**Goals**
1. From the Kickstarter discussion placed below, reproduce word for word the passage starting at "As for you and" and ending at "the long tail.".
2. Answer these questions using the Kickstarter discussion below:
(a) Which two people does it name as ones whose arrival on Kickstarter would make the complaints understandable?
(b) What does it say brought most people to Kickstarter in the first place?
(c) What kind of projects does it say readers should support with their wallets?
3. List every person named in the Kickstarter discussion below.

**Document segment**
---

Examples: Ragnar Torquist's The Longest Journey sequel, Richard Garriott's kickstarter, Double Fine Adeventure by Tim Schafer, Project Eternity, Planescape: Torment spiritual sequel... there's a lot of them.

Ultimately, both sides have a point. It is a tad disingenous for the elite in a specific genre to ask for money upfront from crowdsourcing, because they could have gotten that money elsewhere. On the other hand, we shouldn't deny them the chance of starting the kickstarter -- and once they start it, their large fanbase can usually be counted on to pitch in enough.

As for you and me, dear reader, we should do as always -- vote with our wallets and support interesting and sometimes risky projects which wouldn't get the money any other way.



People are worried about bigger projects muscling out smaller ones in the same category, but for now, this isn't what's happening. High-profile campaigns are instead still creating the market for smaller ones.

Kickstarter has some basic analytics so creators can see where backers are coming from, and for small campaigns, most backers are like you, people who go to Kickstarter looking for new and interesting projects. But the blockbusters brought most people to Kickstarter in the first place, not the long tail.


I would just say that none of the studios you mentioned are large, or elite. If Bobby Kotick or Peter Moore were jumping on Kickstarter, then I'd understand the complaints. But these are mostly people who have been beholden to the big public corporations, and are getting a chance to succeed independently. I see it as a triumph of the little (not littlest) guy.

---

**Dataset content**
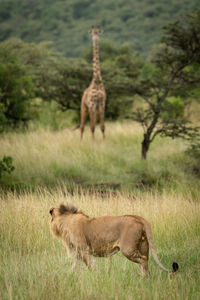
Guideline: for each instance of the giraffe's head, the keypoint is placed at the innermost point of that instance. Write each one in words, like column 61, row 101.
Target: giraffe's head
column 95, row 32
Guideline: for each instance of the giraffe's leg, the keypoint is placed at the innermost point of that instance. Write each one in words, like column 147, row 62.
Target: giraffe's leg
column 93, row 119
column 83, row 118
column 102, row 126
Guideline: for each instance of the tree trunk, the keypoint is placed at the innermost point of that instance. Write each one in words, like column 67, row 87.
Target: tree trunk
column 145, row 146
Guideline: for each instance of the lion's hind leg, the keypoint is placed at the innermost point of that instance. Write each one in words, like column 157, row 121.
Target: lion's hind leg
column 136, row 248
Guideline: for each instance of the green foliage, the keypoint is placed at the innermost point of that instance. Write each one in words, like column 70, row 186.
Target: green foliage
column 66, row 23
column 160, row 84
column 15, row 90
column 173, row 109
column 6, row 165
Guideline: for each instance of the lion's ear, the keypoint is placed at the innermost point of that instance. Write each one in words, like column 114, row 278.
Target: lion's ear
column 63, row 209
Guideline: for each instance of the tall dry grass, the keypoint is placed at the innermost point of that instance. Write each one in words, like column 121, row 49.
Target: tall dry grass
column 34, row 265
column 53, row 167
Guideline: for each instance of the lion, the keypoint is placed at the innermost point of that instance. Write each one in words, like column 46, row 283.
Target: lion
column 86, row 237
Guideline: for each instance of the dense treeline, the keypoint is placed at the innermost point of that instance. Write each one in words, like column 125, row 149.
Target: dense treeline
column 155, row 92
column 66, row 23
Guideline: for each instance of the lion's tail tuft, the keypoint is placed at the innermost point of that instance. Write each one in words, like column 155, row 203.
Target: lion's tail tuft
column 174, row 267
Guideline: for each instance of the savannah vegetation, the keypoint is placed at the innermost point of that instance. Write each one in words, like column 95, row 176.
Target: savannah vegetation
column 43, row 163
column 66, row 23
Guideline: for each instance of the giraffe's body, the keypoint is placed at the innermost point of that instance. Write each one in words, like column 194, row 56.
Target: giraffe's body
column 94, row 97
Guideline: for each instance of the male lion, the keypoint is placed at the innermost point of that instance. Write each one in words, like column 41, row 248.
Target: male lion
column 85, row 237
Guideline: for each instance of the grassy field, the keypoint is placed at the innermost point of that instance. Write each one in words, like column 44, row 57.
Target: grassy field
column 103, row 178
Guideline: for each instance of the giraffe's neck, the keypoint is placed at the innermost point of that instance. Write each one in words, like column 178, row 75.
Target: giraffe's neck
column 96, row 64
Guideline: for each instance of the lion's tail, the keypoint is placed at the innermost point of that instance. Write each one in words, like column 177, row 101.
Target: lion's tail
column 150, row 239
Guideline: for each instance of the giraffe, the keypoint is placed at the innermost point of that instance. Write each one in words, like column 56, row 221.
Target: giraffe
column 94, row 97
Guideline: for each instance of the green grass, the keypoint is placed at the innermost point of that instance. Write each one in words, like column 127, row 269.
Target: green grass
column 34, row 264
column 47, row 158
column 101, row 178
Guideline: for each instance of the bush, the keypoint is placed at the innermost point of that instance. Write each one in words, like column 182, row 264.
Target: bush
column 6, row 165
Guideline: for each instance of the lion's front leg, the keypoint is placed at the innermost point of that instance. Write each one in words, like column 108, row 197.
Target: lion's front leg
column 88, row 260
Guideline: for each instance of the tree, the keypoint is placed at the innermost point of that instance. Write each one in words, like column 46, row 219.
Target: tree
column 15, row 91
column 167, row 80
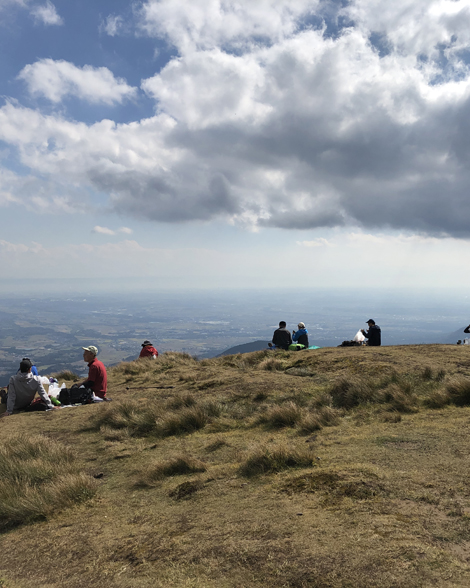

---

**Answers to the exercises**
1.
As for you and me, dear reader, we should do as always -- vote with our wallets and support interesting and sometimes risky projects which wouldn't get the money any other way.



People are worried about bigger projects muscling out smaller ones in the same category, but for now, this isn't what's happening. High-profile campaigns are instead still creating the market for smaller ones.

Kickstarter has some basic analytics so creators can see where backers are coming from, and for small campaigns, most backers are like you, people who go to Kickstarter looking for new and interesting projects. But the blockbusters brought most people to Kickstarter in the first place, not the long tail.

2.
(a) Bobby Kotick and Peter Moore.
(b) The blockbusters, not the long tail.
(c) Interesting and sometimes risky projects that wouldn't get the money any other way.

3.
Ragnar Torquist
Richard Garriott
Tim Schafer
Bobby Kotick
Peter Moore